──────── Documento de origem
Finalmente, quero deixar uma nota abreviada sobre a questão dos limites, que há 200 anos constitui o vício central das teses malthusianas e continua presente, sob novas formas, nos debates actuais. Por exemplo, as teses malthusianas inspiraram o ecofascismo e a teoria de ser necessário eliminar-se uma parte da população humana (a racializada) para se salvar o planeta.

O economista Michel Husson dedicou um livro inteiro ao assunto, pondo a claro um princípio muito simples: o ser humano define-se por ser o único animal cuja relação com o meio ambiente e com o seu próprio meio social não tem uma relação rígida com a questão dos limites, pois ele próprio está constantemente a mudá-los. Falar em limites de recursos, no caso da humanidade, é um pouco como tentar caminhar sobre areias movediças.

É relativamente fácil deitar contas aos limites do crescimento demográfico dos lobos, porque eles ocupam um território mais ou menos bem delimitado e precisam de estar em equilíbrio demográfico (ecológico) com a massa demográfica das suas presas e dos seus predadores – e nem uns nem outros têm a capacidade de mudar os limites do seu meio ambiente.

Isto não funciona assim com os seres humanos. Os limites da humanidade estão constantemente a mudar, são uma variável móvel. Foram os seres humanos que extinguiram o mamute, o auroque, o urso ibérico e dezenas de outras espécies. E também criaram muitas outras (ou vocês pensam que existem laranjas doces na natureza “natural”?). E de cada vez que provocaram uma catástrofe (para os outros, não para eles próprios), sempre que romperam um limite (dos outros) ou o alteraram, adaptaram-se e passaram à frente, como se nada fosse. Ainda que seja deplorável a extinção de tantas e tão belas espécies, temos de reconhecer que a humanidade sobreviveu sem mamutes.
────────────────
──────── Dados para análise
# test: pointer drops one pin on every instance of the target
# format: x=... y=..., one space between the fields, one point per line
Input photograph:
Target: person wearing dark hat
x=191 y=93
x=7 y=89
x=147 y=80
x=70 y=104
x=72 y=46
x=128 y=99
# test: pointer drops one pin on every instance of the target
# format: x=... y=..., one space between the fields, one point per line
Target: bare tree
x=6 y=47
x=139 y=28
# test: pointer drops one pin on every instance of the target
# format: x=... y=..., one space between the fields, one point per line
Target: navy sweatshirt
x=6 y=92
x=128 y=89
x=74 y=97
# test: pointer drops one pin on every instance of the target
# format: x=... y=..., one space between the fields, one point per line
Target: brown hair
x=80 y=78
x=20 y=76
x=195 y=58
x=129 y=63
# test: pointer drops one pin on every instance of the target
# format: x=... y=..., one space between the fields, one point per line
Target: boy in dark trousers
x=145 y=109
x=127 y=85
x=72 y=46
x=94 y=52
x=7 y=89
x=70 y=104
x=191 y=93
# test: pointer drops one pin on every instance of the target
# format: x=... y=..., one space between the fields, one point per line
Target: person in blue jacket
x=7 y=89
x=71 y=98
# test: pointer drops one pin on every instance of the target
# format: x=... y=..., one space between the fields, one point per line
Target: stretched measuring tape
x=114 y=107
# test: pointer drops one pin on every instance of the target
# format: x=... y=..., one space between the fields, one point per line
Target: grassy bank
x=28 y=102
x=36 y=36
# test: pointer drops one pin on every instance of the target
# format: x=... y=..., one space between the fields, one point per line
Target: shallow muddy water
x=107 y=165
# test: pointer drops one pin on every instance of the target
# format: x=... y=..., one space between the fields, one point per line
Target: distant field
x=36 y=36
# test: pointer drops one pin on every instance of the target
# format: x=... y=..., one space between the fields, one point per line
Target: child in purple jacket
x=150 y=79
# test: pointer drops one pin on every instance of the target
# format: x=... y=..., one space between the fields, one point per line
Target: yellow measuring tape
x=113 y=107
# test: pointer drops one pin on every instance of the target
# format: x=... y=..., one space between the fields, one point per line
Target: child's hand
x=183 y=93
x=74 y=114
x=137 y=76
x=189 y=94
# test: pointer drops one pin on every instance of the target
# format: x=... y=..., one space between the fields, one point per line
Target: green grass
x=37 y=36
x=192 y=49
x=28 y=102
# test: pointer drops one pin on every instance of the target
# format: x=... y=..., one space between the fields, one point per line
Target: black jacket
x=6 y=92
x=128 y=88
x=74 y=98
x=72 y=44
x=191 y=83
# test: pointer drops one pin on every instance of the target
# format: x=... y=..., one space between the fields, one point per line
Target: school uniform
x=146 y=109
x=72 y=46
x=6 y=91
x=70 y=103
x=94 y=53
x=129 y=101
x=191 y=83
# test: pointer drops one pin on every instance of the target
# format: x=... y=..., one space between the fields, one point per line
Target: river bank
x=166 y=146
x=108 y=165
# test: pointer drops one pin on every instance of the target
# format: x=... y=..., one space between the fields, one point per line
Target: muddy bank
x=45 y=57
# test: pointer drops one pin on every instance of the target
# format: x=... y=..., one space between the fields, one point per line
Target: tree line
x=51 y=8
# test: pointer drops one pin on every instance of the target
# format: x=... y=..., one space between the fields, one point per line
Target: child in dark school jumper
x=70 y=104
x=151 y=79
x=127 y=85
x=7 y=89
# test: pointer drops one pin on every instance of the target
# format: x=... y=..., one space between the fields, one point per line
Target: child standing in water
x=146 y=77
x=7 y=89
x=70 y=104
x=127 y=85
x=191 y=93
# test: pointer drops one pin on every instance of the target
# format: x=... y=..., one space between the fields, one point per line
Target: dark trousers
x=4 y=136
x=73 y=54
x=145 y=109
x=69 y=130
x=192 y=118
────────────────
──────── Dados para análise
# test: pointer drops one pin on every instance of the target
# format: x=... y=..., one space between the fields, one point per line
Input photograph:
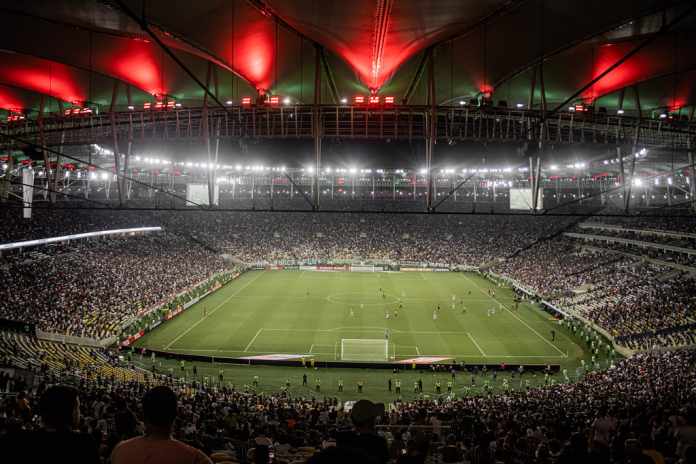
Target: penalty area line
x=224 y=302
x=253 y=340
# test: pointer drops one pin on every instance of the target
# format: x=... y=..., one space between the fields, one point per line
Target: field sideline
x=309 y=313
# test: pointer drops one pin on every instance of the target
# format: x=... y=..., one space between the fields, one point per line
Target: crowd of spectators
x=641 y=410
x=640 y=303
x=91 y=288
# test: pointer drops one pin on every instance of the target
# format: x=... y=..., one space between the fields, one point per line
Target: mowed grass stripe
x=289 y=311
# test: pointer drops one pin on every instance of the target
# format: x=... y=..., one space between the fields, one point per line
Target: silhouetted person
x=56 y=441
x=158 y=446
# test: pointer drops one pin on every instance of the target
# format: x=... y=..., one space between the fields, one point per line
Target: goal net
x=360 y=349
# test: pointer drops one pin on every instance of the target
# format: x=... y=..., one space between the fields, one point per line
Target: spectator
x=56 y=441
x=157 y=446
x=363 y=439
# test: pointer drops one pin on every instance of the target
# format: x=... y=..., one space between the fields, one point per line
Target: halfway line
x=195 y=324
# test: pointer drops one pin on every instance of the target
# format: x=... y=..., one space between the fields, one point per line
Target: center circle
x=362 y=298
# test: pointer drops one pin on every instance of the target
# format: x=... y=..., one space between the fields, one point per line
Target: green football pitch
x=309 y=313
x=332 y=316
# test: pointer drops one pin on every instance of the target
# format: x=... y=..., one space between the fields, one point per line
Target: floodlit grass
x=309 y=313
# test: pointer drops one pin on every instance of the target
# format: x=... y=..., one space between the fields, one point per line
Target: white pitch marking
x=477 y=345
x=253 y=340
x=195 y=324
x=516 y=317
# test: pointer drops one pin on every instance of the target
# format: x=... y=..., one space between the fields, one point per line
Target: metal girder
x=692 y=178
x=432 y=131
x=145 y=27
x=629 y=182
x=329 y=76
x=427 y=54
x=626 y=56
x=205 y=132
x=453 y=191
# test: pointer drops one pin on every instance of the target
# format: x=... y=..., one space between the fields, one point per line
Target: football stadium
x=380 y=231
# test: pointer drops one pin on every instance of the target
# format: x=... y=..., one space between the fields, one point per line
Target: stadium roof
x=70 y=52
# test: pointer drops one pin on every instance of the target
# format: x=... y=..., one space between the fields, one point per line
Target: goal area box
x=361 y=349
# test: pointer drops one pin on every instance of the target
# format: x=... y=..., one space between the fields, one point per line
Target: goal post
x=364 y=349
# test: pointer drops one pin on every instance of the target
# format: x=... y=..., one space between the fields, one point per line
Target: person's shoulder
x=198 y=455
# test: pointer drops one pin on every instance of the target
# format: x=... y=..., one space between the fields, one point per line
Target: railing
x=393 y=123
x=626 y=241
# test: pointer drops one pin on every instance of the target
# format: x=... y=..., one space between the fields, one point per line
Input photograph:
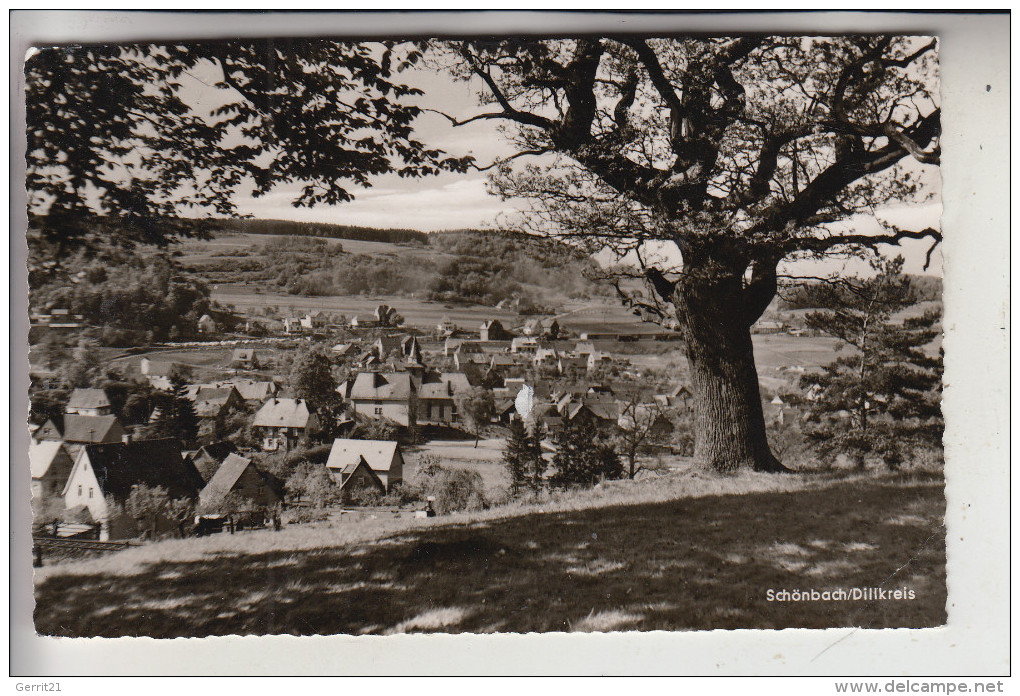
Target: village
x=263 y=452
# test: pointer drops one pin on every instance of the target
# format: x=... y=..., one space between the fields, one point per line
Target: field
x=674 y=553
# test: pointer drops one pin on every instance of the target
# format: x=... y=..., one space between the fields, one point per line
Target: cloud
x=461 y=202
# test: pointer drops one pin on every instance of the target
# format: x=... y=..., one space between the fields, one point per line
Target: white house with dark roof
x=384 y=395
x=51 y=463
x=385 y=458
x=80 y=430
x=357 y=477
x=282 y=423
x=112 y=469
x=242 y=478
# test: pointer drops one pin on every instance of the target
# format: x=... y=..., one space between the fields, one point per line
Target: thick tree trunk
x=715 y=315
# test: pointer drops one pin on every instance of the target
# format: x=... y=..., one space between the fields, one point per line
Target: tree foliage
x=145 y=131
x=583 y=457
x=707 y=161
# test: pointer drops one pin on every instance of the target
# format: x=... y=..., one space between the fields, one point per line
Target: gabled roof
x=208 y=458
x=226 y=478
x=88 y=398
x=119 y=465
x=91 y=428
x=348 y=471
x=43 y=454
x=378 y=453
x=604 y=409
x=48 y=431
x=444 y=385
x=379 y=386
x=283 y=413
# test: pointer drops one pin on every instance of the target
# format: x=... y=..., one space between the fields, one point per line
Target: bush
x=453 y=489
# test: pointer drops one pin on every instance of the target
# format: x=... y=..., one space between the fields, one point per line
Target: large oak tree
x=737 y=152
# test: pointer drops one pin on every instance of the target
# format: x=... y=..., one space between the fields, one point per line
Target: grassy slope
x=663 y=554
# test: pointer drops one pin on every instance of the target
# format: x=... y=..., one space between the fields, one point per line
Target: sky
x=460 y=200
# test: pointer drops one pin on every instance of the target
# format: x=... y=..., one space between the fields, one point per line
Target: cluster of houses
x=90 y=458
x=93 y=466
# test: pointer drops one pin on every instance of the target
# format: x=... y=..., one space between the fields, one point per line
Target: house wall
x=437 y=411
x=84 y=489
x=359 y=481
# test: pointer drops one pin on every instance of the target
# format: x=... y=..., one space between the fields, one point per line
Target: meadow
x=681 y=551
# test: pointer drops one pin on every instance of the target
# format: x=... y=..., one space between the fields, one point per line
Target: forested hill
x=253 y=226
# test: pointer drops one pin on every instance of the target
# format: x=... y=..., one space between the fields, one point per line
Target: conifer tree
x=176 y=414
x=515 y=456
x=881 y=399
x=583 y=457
────────────────
## Trabalho pedido
Prossiga o texto sobre as teses malthusianas e a questão dos limites a partir da última frase apresentada.

## Resposta ao exercício
Se, para os outros animais, os limites produtivos da terra são imutáveis, no caso da humanidade é ela mesma que decide a cada momento quais são os limites da produtividade agrícola, seja num sentido, seja no seu inverso. Tem o engenho de aumentar a capacidade produtiva da terra além de qualquer limite imaginável pelas gerações anteriores; da mesma forma que tem a capacidade destrutiva de esgotar em poucos anos, à custa de monoculturas intensivas, adubos químicos, etc., uma terra cultivável que alimentou milhões de pessoas ao longo de milhares de gerações sem problema algum. Os limites a que estamos sujeitos não são exclusivamente resultantes da nossa relação com a natureza, mas também das nossas opções de organização social, política e económica.

Os limites dos recursos colectivos pouco ou nada têm que ver com a natureza e o envelhecimento demográfico. São limites impostos por quem detém a sua posse e o poder de os gerir.

Assim, quando os alarmistas da “peste grisalha” gritam “olha o lobo!” (sendo o lobo, por exemplo, o esgotamento dos recursos financeiros da segurança social ou dos fundos de pensões), é preciso ter claro que estão a levantar um problema que não existe e que por isso nunca poderá ser resolvido. “Se não tem solução, então não tem problema”, como se diz em Cabo Verde. Por outras palavras, é um falso problema.

Os catastrofistas ameaçam com a fome devido ao esgotamento dos recursos alimentares e afinal chega-se à conclusão de que sobra alimento, como se pode ver nas tabelas de produção mundial da FAO – por exemplo, a colheita de cereais de 2021 bateu todos os recordes históricos. O problema é que a comida nunca chegou onde reina a fome.

A produtividade aparente do trabalho em Portugal, segundo a Pordata, duplicou no espaço de 25 anos (1995-2019). Isto significa que no espaço de uma geração passámos a produzir o dobro do valor. Ou seja, mesmo que os “sustentadores” tivessem sido reduzidos a metade, poderíamos continuar a produzir a mesma quantidade de valor de há 25 anos. Ora, a produtividade duplicou (+100 %) e a massa de “sustentadores” caiu ligeiramente (-1,31 %). Então o que aconteceu a esse duplo valor criado e aos recursos acumulados? Foi parar ao sítio errado, como é evidente, senão ninguém estaria hoje a discutir limites demográficos e limites de recursos financeiros.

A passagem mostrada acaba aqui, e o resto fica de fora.